Your reply should reproduce each entry exactly and contain no pictures.

■ Data items:
━━━━━━

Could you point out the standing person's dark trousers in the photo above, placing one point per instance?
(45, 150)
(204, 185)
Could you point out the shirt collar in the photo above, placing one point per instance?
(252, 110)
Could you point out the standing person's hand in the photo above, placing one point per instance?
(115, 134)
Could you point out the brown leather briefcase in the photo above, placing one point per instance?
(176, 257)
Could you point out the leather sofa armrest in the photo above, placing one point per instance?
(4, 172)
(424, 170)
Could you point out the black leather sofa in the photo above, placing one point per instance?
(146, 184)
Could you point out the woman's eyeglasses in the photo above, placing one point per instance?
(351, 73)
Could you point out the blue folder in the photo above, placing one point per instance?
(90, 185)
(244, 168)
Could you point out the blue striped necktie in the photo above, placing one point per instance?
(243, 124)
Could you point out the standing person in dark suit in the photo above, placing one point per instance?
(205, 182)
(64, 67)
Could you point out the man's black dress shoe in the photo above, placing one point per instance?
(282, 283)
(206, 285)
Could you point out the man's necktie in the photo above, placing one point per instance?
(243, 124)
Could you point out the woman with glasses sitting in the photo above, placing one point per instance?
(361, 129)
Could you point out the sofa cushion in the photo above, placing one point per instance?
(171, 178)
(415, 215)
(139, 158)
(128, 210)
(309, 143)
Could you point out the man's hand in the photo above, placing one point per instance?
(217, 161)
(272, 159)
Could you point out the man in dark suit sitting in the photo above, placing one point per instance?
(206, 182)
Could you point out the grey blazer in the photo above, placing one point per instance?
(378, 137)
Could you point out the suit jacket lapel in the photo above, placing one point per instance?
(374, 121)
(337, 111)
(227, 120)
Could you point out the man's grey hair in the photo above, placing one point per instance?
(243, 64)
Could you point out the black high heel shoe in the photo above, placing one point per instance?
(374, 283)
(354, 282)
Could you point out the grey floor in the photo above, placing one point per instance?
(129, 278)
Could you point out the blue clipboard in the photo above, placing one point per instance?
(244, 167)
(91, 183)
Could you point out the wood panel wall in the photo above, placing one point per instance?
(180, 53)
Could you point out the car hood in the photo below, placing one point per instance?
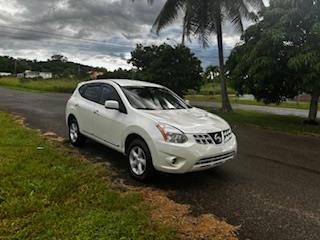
(192, 120)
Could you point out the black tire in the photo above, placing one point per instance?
(148, 168)
(75, 137)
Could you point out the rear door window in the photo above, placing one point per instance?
(92, 93)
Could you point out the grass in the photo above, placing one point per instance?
(233, 99)
(52, 85)
(54, 193)
(287, 124)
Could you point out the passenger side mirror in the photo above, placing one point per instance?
(112, 105)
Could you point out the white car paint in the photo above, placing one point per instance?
(112, 127)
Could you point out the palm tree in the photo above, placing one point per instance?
(203, 18)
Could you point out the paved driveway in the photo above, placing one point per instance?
(266, 109)
(272, 190)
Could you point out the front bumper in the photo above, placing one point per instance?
(191, 156)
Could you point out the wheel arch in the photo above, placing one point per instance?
(71, 117)
(131, 137)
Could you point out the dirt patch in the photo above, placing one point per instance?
(166, 211)
(19, 119)
(177, 215)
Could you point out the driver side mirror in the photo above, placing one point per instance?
(110, 104)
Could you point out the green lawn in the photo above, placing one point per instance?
(54, 193)
(287, 124)
(52, 85)
(233, 99)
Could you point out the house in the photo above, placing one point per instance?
(5, 74)
(45, 75)
(31, 74)
(34, 74)
(95, 74)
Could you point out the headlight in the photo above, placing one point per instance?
(171, 134)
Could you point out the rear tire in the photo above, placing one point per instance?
(140, 160)
(75, 137)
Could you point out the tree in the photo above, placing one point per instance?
(205, 17)
(174, 67)
(280, 56)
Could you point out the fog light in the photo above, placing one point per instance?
(173, 161)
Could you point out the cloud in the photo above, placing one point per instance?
(97, 32)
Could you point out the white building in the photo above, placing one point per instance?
(4, 74)
(45, 75)
(33, 74)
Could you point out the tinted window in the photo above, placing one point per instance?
(92, 93)
(153, 98)
(109, 93)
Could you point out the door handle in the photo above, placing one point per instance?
(96, 112)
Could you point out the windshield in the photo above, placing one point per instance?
(153, 98)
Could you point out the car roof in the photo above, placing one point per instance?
(126, 83)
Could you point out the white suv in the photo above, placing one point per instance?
(151, 125)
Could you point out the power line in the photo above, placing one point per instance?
(61, 37)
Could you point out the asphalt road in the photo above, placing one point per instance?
(266, 109)
(272, 190)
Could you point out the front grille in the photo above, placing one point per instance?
(209, 160)
(214, 138)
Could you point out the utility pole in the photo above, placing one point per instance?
(15, 67)
(183, 32)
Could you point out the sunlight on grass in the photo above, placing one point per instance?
(52, 85)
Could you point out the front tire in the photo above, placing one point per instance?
(140, 160)
(75, 137)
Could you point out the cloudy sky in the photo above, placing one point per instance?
(93, 32)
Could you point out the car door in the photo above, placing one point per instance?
(109, 124)
(91, 95)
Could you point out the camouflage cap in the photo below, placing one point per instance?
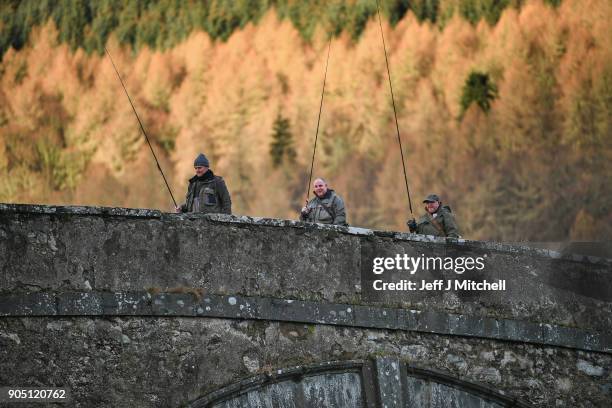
(431, 198)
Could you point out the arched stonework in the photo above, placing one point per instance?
(385, 382)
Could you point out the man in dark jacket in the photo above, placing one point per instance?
(206, 193)
(326, 207)
(437, 221)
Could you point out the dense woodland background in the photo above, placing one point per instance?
(505, 107)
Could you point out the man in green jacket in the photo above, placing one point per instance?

━━━━━━

■ Answer section:
Could you point out the standing person's dark trousers in the photo above, placing one point per instance?
(45, 150)
(204, 185)
Could you point out the shirt collar in the photo above, placing one point per instance?
(252, 110)
Could you point out the standing person's hand in the photo above, placing one point per instance?
(115, 134)
Could you point out the brown leather briefcase in the photo above, placing one point per instance?
(176, 257)
Could you point out the leather sofa armrest in the photo above, placing one point per instance?
(4, 172)
(424, 170)
Could you point out the black leather sofa in the photo above, placing one point per instance?
(146, 184)
Could you point out the woman's eyeglasses in the photo above, placing one point per instance?
(351, 73)
Could you point out the blue folder in the photo above, placing one point per instance?
(90, 185)
(244, 168)
Could you point out the blue striped necktie in the photo above, placing one point per instance?
(243, 124)
Could you point out the standing person in dark suit in the photo above, placing one point per instance?
(205, 182)
(64, 67)
Could you point out the man's black dress shoe in the photo above, placing one point per instance?
(282, 283)
(206, 285)
Could you point out the man's necktie in the photo above, placing one point per instance?
(243, 124)
Could you point out the woman with glasses sitting in the photo above, placing one point per instance?
(361, 129)
Could you point out the sofa cushion in the photo above, placing one point per instance?
(171, 178)
(415, 215)
(139, 158)
(128, 210)
(309, 143)
Could you point out the man's hand in the photo above, placing one point per instance?
(217, 161)
(272, 159)
Could you point out the man in dark suit sitting in the photo above, placing one point per instance?
(206, 182)
Could you point out the grey blazer in the photo above, placing one point per instance?
(378, 137)
Could you point out the suit jacket lapel in the photo above, placing one point per instance?
(374, 121)
(337, 111)
(227, 120)
Could you point out the man's grey hair in the photo above, placing one point per instance?
(243, 64)
Could you point out the black high heel shoe in the photo above, placing one point per instance?
(374, 283)
(354, 282)
Could you point out the grey floor in the photo above, placing one point per instance?
(129, 278)
Could you point out the blue clipboard in the photo above, placing one point per instance?
(244, 167)
(91, 183)
Could you point out the wood panel wall in the photo above, placing one point per instance?
(180, 53)
Could you point out the car hood in the photo below, placing one point per instance?
(192, 120)
Could you point out the black tire in the photo above, placing one point per instance?
(148, 168)
(75, 137)
Could you point out the rear door window in the photo above, placing one point per instance?
(92, 93)
Could you point out the grass in the photo above, placing one point per instance?
(233, 99)
(52, 85)
(54, 193)
(287, 124)
Could you point out the passenger side mirror in the photo above, placing one point per instance?
(112, 105)
Could you point out the white car paint in the photo above, placing one point per instance?
(112, 127)
Could you point out the palm tree in the photo above, placing one point per instance?
(203, 18)
Could you point out the paved driveway in the photo above, placing one point per instance?
(266, 109)
(272, 190)
Could you point out the front bumper in the photo above, placing one point per instance?
(191, 156)
Could you point out the wheel arch in the photo above, placing one point per instance?
(71, 117)
(131, 137)
Could you point out the dirt patch in the photo above, placing one point per instance?
(166, 211)
(19, 119)
(177, 215)
Could you point out the driver side mirror in the photo above, placing one point per instance?
(110, 104)
Could you point out the green lawn in the photo above, placing one point per instance?
(54, 193)
(287, 124)
(52, 85)
(233, 99)
Could you point out the house in the photo above, placing one point per instance?
(5, 74)
(45, 75)
(31, 74)
(34, 74)
(95, 74)
Could you point out the headlight in the photo above, placing one point per instance?
(171, 134)
Could you point out the rear tire in the photo above, placing one point per instance?
(140, 160)
(75, 137)
Could you point out the tree in the photo above, placing one point per instance?
(205, 17)
(174, 67)
(280, 56)
Could you point out the fog light in the photo above, placing one point per instance?
(173, 161)
Could you point out the cloud in the photo above, placing one point per instance?
(97, 32)
Could you point out the white building in the photo above, placing one point per instance?
(4, 74)
(45, 75)
(33, 74)
Could you point out the tinted window in the photo above, placing one point per instance?
(92, 93)
(153, 98)
(109, 93)
Could you point out the door handle in the photo above, placing one point per instance?
(96, 112)
Could you point out the windshield in the photo above, placing one point per instance?
(153, 98)
Could you point out the car roof in the photo above, placing one point per instance?
(126, 83)
Could you point out the white suv in the photo above, placing one point per instance?
(151, 125)
Could you point out the power line in the photo above, placing one point per instance?
(61, 37)
Could you point out the asphalt road in the photo above, placing one point per instance?
(266, 109)
(272, 190)
Could you point out the front grille in the photo above, placing one point per instance?
(209, 160)
(214, 138)
Could you point out the utility pole in the photo above, placing one point per instance?
(15, 67)
(183, 32)
Could you point out the sunlight on grass in the photo above, placing one point per instance?
(52, 85)
Could you point out the front tire in the photo above, placing one point per instance?
(140, 160)
(75, 137)
Could you point out the cloudy sky in the photo above, placing one point per instance?
(93, 32)
Could you point out the car door in the photo above, placing one point per instance?
(109, 124)
(91, 95)
Could you point out the camouflage cap in the photo below, placing one point per instance?
(431, 198)
Could you point out the arched stonework in the photo above, placing one point per instance?
(385, 382)
Could you point out the man in dark jacket in the photo above, placing one point per instance?
(206, 193)
(326, 207)
(437, 221)
Could you point out the dense woodland background in the photo above, placing one point per instance?
(505, 107)
Could you point out the man in green jacket in the photo above, placing one point per instance?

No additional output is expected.